Written problem: Format the material below as a JSON list of strings, one string per line with blank lines omitted, covering only the lines from the one containing "Report x and y for each instance of the wet" through the one containing "x=292, y=276".

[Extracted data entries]
##############################

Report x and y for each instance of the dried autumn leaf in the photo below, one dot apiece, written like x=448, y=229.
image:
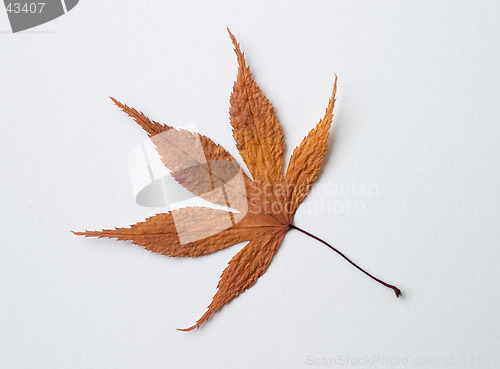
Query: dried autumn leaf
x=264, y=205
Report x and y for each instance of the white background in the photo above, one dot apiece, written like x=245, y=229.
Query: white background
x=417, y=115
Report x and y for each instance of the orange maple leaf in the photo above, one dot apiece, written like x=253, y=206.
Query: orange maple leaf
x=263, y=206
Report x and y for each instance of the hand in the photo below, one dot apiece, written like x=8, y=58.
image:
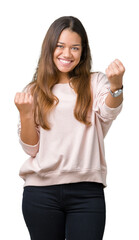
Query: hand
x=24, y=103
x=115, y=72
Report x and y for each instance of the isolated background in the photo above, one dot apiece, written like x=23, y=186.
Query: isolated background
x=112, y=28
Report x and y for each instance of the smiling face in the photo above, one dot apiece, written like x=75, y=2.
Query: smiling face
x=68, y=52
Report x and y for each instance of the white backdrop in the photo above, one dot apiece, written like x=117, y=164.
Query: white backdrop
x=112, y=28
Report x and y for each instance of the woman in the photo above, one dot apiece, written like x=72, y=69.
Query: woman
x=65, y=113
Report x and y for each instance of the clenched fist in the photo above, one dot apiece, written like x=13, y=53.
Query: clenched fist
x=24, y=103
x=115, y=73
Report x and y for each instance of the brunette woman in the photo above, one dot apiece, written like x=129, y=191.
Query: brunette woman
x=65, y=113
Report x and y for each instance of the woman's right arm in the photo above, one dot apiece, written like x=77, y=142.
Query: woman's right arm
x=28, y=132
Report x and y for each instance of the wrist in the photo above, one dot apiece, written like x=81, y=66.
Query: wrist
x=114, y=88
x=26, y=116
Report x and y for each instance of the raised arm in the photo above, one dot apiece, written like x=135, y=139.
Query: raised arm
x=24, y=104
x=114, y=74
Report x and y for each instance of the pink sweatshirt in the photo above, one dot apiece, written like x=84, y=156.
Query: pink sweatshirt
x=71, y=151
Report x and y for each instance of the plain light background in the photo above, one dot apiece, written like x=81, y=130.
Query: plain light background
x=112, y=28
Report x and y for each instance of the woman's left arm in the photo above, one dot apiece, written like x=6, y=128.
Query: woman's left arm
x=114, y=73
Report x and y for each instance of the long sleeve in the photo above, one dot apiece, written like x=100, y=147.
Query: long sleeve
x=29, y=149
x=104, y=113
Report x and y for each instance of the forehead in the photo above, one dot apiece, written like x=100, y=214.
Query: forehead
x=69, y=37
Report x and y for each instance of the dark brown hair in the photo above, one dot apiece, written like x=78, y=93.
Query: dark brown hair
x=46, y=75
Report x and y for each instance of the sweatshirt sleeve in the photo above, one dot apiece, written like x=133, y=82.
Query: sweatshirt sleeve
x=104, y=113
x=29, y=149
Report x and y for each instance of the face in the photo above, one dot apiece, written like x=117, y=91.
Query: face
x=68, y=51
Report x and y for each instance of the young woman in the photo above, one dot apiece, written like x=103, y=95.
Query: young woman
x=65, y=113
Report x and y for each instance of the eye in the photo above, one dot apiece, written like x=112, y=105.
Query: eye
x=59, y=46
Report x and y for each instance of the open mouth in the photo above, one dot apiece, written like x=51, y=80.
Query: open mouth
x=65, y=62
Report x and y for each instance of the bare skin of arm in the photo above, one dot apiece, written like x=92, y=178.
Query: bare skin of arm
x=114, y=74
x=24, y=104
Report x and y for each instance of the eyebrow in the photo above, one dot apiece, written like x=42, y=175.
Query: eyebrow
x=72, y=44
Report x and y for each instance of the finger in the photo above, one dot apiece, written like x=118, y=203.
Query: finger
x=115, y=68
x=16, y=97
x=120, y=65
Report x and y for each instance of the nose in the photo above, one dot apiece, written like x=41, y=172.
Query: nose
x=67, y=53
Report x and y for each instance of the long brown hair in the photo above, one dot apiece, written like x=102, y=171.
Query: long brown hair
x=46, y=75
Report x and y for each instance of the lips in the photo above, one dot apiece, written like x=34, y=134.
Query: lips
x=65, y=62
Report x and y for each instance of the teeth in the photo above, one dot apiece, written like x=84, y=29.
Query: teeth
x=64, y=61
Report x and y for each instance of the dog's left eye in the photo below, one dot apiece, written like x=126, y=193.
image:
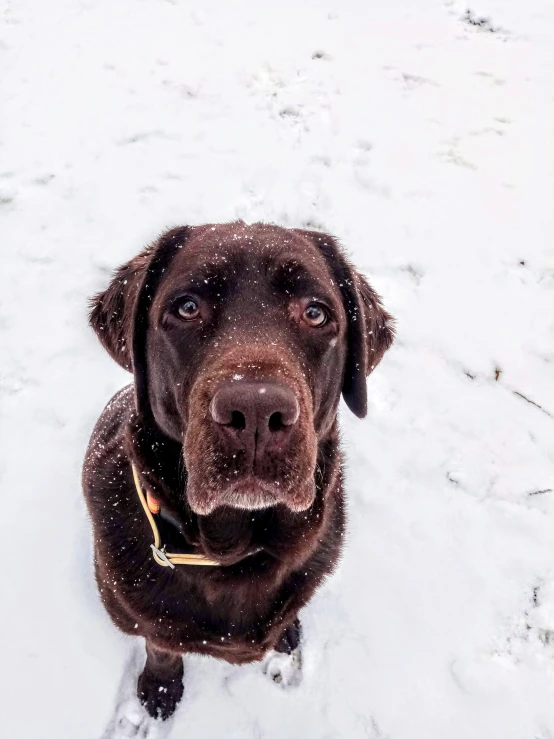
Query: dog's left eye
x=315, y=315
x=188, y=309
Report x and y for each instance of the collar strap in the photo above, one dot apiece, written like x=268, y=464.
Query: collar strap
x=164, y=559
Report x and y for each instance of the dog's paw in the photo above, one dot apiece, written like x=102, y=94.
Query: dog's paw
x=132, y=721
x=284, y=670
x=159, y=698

##############################

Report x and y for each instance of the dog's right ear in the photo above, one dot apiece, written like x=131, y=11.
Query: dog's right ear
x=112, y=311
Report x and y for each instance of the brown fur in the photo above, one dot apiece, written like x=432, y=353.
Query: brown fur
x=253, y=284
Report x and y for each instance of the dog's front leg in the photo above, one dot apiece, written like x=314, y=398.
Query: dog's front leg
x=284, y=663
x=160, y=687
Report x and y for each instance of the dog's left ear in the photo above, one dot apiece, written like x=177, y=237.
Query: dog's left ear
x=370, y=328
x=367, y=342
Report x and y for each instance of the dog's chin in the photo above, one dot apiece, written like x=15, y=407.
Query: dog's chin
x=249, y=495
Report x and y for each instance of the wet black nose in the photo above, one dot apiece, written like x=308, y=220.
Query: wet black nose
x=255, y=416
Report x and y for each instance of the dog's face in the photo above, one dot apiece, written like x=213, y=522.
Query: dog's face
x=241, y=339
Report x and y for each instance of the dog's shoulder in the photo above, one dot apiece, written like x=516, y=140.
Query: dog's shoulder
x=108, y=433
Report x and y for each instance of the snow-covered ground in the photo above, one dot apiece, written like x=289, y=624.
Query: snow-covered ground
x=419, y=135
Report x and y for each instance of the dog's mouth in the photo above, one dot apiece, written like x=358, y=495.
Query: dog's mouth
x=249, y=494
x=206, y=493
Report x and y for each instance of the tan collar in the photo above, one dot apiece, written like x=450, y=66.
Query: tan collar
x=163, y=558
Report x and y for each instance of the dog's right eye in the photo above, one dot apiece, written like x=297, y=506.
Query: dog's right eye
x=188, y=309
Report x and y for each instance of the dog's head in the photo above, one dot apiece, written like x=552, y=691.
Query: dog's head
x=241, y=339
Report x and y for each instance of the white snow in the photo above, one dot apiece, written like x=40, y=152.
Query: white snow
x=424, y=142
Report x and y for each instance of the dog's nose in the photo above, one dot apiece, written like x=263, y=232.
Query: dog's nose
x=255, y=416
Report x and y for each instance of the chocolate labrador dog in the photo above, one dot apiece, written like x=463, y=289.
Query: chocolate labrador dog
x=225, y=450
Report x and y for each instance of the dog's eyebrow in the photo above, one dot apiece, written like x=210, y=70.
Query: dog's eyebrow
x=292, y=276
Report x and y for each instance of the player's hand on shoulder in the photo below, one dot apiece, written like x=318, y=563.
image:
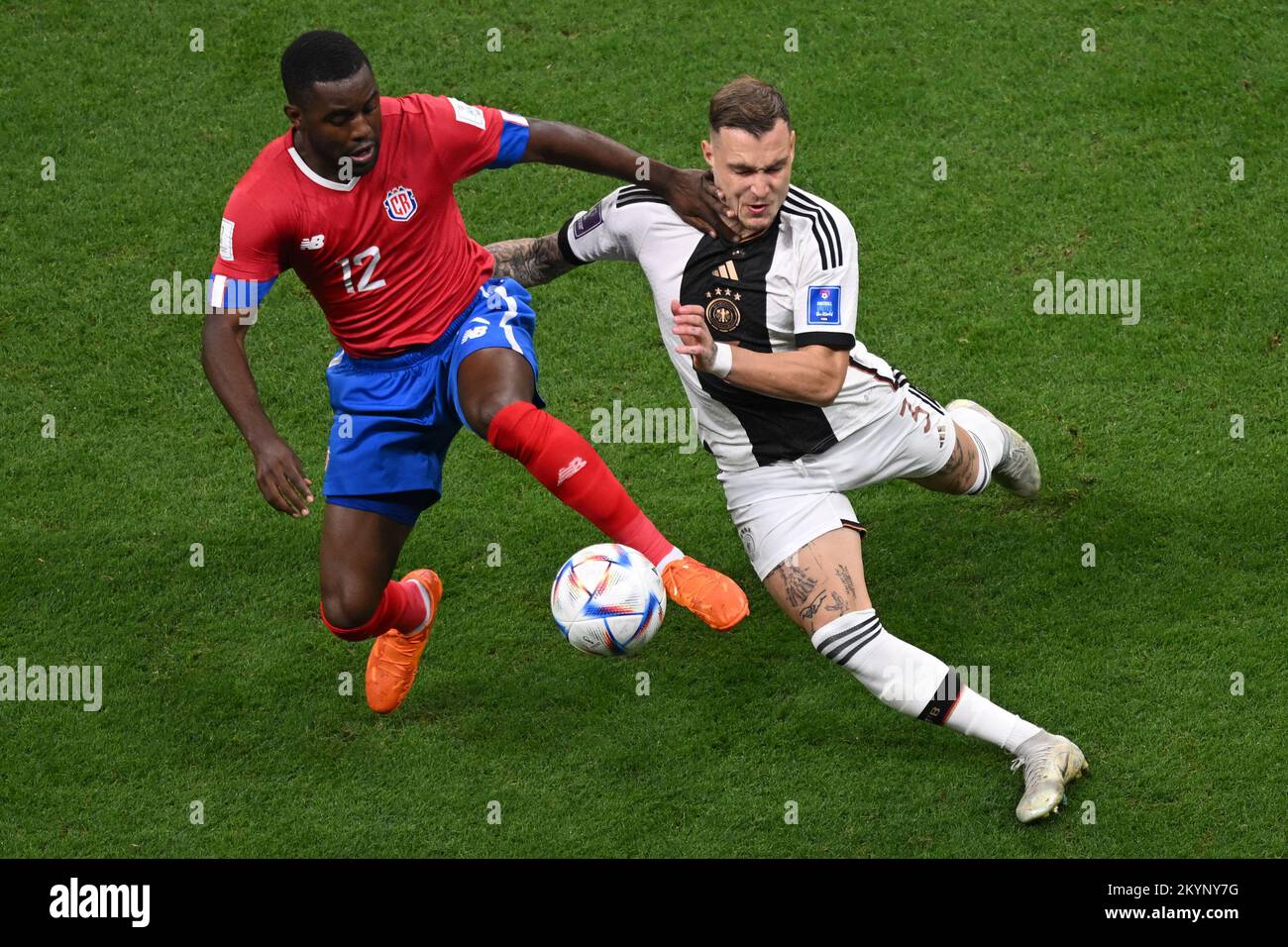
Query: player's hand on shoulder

##############################

Written solution:
[
  "Report x and y for each instance of the wet black nose in the photo above, one dot apiece, written like x=308, y=220.",
  "Query: wet black nose",
  "x=255, y=416",
  "Report x and y for each instance of the dog's face in the photo above, one dot apiece, written like x=213, y=522.",
  "Query: dog's face",
  "x=241, y=339",
  "Report x and y for each instance of the dog's shoulder in the photo above, one dot apiece, written like x=516, y=140.",
  "Query: dog's shoulder",
  "x=108, y=433",
  "Report x and y for each instance of the snow-covered ground in the photo above, one dot apiece, written like x=289, y=624.",
  "Query: snow-covered ground",
  "x=419, y=135",
  "Report x and y for each instance of the dog's mouth in the photo above, one dot apiece, written like x=358, y=495.",
  "Query: dog's mouth",
  "x=249, y=494",
  "x=206, y=493",
  "Report x and y for each instance of the tan collar in the photo above, one dot apiece, written like x=450, y=66.",
  "Query: tan collar",
  "x=163, y=558",
  "Report x and y for each instance of the dog's right eye in the photo above, one dot apiece, written like x=297, y=506.",
  "Query: dog's right eye",
  "x=188, y=309",
  "Report x and y for each instance of the dog's head in the photo above, one dot apiece, written like x=552, y=691.",
  "Query: dog's head",
  "x=241, y=339",
  "Report x and y for each instance of the white snow in the photo above, one dot apiece, written like x=40, y=152.",
  "Query: white snow",
  "x=424, y=142",
  "Report x and y for each instance of the dog's nose in the photo above, one dot apiece, written like x=263, y=232.",
  "Query: dog's nose",
  "x=255, y=416",
  "Report x and y for each instance of the chocolate labrador dog in the photo above, one dot apiece, written like x=463, y=289.",
  "Query: chocolate labrador dog",
  "x=225, y=450",
  "Report x and y for each instance of the dog's eyebrow in the photo above, one dot apiece, written like x=210, y=70.",
  "Query: dog's eyebrow",
  "x=292, y=276"
]